## begin DOCUMENT SEGMENT

Windows engine for the `rss` metric (psutil fallback)

> [!NOTE]
> **Rescoped under #38 (unified multi-metric memory model).** This is now the **Windows
> engine for the `rss` metric**, not a standalone backend. Specifically:
> - It does **not** introduce its own tagging scheme. Drop `peak_backend` /
>   `--peakbench-backend`; use #38's single `mode`+`engine` tag and shared comparability guard.
> - psutil sampling is the **Windows-only fallback** (no `fork`/`ru_maxrss` there). The
>   accurate `rss` engine on Linux/macOS is `ru_maxrss`+fork — see #34.
> - The "RSS misses spikes" caveat below is therefore Windows small print, not the general
>   `rss` behavior.
> Original design preserved below for the psutil sketch + Windows-CI acceptance.

---

## Summary

Add an **opt-in** RSS-sampling memory backend so the `benchmark_memory` fixture can produce a (coarse) peak-memory number on **Windows**, where memray is unavailable. memray stays the default and only backend on Linux/macOS.

Not currently needed (our workloads are Linux/macOS, where memray already captures native heap precisely). Filing to stash the design — it's purely additive / backwards-compatible, so it can be picked up cold if a Windows need ever arises.

## end DOCUMENT SEGMENT
## begin DATA SUPPLIED

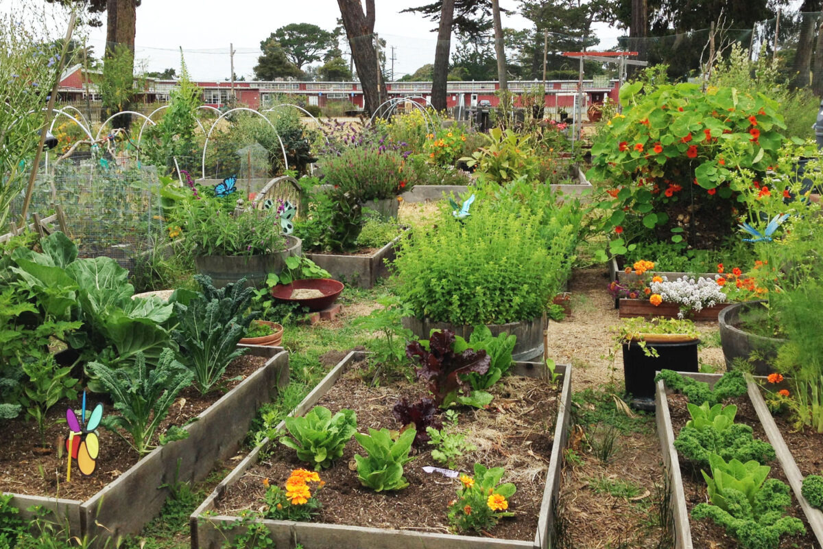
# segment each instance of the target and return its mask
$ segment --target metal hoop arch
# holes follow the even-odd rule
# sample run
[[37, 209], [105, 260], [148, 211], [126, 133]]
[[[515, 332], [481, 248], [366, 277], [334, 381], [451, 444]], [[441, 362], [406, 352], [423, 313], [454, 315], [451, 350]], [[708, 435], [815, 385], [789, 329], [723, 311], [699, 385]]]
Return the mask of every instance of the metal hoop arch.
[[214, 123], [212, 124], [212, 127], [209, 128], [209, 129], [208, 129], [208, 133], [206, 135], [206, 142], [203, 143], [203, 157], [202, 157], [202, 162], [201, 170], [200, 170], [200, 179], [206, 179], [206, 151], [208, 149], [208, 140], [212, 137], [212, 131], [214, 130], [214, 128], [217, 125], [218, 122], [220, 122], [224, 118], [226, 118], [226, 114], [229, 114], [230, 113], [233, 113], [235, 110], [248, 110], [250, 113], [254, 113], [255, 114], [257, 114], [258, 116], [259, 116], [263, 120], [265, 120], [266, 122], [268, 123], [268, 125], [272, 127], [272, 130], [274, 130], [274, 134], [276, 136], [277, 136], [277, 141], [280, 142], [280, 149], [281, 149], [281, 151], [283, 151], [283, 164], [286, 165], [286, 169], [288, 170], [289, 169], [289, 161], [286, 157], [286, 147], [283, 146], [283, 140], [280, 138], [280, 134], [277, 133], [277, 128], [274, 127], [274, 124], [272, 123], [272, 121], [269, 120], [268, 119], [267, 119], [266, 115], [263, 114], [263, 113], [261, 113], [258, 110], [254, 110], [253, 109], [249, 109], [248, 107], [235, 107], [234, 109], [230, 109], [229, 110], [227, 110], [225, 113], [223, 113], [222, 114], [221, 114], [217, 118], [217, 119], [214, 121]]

## end DATA SUPPLIED
## begin DATA SUPPLIED

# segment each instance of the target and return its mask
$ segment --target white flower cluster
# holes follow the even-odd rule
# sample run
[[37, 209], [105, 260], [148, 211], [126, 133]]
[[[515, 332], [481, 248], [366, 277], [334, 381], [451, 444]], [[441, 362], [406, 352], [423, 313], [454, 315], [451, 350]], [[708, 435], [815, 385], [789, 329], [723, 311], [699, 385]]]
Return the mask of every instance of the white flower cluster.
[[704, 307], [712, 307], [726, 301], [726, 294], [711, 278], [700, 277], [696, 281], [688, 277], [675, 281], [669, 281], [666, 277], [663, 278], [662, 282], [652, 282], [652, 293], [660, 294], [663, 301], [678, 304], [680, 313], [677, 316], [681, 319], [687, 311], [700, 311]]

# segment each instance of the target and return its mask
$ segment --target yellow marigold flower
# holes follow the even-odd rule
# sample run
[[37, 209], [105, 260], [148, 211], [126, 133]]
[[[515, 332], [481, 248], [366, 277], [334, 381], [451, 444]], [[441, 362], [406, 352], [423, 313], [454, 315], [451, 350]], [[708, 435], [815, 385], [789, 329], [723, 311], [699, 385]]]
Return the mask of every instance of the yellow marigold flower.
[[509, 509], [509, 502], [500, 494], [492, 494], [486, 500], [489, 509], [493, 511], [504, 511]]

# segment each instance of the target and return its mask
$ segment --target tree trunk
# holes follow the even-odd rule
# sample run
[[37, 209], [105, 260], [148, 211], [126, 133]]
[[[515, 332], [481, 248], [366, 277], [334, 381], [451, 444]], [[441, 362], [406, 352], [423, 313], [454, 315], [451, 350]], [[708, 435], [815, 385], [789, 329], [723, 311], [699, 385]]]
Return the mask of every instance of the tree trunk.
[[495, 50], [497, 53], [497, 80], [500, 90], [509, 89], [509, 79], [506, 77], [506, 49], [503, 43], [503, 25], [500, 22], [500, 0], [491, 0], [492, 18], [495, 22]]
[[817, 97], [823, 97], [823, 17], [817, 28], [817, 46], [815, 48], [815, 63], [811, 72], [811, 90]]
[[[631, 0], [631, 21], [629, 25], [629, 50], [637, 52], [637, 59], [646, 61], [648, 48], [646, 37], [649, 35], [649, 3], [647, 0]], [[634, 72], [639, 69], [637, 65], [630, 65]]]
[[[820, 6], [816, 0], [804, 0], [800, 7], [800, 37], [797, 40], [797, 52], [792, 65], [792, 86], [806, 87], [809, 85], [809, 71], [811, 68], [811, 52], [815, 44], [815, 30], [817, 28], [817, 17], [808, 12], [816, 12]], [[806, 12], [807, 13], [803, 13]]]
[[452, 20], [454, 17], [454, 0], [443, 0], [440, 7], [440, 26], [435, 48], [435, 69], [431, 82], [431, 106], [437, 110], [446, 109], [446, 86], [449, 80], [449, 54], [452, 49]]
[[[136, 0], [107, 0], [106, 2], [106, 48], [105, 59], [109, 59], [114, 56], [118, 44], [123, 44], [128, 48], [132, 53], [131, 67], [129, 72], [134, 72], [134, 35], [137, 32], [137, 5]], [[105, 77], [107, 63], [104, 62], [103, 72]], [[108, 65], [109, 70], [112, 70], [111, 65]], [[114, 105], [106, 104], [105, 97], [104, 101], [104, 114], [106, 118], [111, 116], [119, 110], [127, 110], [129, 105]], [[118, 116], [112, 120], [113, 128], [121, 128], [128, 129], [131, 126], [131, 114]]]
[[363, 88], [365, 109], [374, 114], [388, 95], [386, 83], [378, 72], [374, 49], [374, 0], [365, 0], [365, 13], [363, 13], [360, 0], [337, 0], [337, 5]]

## end DATA SUPPLIED

DIRECTIONS:
1. Repeat the Windows rss engine design note word for word, from start to finish.
2. Pull out every line in the records that contains the string "cluster", matching case exactly.

ANSWERS GIVEN:
1.
Windows engine for the `rss` metric (psutil fallback)

> [!NOTE]
> **Rescoped under #38 (unified multi-metric memory model).** This is now the **Windows
> engine for the `rss` metric**, not a standalone backend. Specifically:
> - It does **not** introduce its own tagging scheme. Drop `peak_backend` /
>   `--peakbench-backend`; use #38's single `mode`+`engine` tag and shared comparability guard.
> - psutil sampling is the **Windows-only fallback** (no `fork`/`ru_maxrss` there). The
>   accurate `rss` engine on Linux/macOS is `ru_maxrss`+fork — see #34.
> - The "RSS misses spikes" caveat below is therefore Windows small print, not the general
>   `rss` behavior.
> Original design preserved below for the psutil sketch + Windows-CI acceptance.

---

## Summary

Add an **opt-in** RSS-sampling memory backend so the `benchmark_memory` fixture can produce a (coarse) peak-memory number on **Windows**, where memray is unavailable. memray stays the default and only backend on Linux/macOS.

Not currently needed (our workloads are Linux/macOS, where memray already captures native heap precisely). Filing to stash the design — it's purely additive / backwards-compatible, so it can be picked up cold if a Windows need ever arises.

2.
$ segment --target white flower cluster
Return the mask of every instance of the white flower cluster.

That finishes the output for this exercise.